Instructions for the task
When you reach the line containing "Task: mark the boot" in the data below, begin returning lines exactly as written, and stop once the line containing "Target: stone retaining wall" has been returned.

——

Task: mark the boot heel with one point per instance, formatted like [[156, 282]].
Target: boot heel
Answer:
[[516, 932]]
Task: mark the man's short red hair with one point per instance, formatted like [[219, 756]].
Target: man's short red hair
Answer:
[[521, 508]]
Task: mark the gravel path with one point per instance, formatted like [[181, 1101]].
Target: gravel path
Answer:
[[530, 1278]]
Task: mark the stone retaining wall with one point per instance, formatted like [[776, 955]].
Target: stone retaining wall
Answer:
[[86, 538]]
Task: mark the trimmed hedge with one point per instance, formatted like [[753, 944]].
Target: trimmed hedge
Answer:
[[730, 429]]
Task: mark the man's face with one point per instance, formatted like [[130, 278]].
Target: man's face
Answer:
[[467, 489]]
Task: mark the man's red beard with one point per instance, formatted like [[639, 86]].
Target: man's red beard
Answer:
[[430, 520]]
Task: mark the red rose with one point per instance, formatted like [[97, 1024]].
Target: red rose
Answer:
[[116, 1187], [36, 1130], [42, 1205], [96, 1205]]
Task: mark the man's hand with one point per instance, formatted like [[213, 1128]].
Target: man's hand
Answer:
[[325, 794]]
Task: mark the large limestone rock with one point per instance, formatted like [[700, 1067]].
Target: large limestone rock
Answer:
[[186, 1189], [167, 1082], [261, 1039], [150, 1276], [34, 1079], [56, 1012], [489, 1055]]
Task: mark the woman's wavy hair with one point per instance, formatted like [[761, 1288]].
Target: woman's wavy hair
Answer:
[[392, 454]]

——

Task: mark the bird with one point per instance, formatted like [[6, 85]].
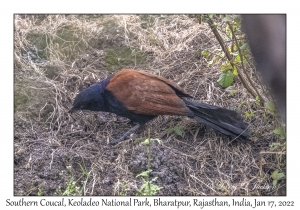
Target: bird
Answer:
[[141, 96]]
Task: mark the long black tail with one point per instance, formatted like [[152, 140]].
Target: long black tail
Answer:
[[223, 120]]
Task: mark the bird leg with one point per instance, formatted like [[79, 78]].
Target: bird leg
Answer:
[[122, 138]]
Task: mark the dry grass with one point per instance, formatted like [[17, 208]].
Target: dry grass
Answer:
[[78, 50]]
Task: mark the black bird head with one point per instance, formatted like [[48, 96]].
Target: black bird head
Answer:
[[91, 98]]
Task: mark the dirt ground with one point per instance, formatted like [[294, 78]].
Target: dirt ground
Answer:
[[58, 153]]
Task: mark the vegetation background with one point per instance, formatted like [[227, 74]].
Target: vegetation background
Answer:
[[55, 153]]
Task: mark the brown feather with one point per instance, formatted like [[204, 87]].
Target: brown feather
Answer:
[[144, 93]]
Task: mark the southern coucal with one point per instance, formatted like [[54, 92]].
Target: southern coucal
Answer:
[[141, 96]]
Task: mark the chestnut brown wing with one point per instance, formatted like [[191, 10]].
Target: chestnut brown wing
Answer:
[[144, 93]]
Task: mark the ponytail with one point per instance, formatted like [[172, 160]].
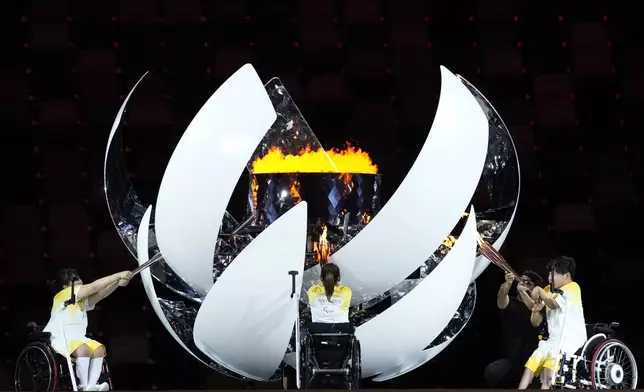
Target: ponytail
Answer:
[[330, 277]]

——

Result of this exercise
Task: mark the boot heel with one point per instance, formatted like [[156, 282]].
Target: boot heel
Answer:
[[516, 932]]
Task: mark the man's short red hair with one point per instance, formatted like [[219, 756]].
Target: man's short red hair
Answer:
[[521, 508]]
Task: mark the gravel path with one point per instance, formatted like [[181, 1101]].
Target: gravel path
Answer:
[[530, 1278]]
Task: mark the stone retaining wall with one point per instance, formatted like [[776, 955]].
Target: stone retaining wall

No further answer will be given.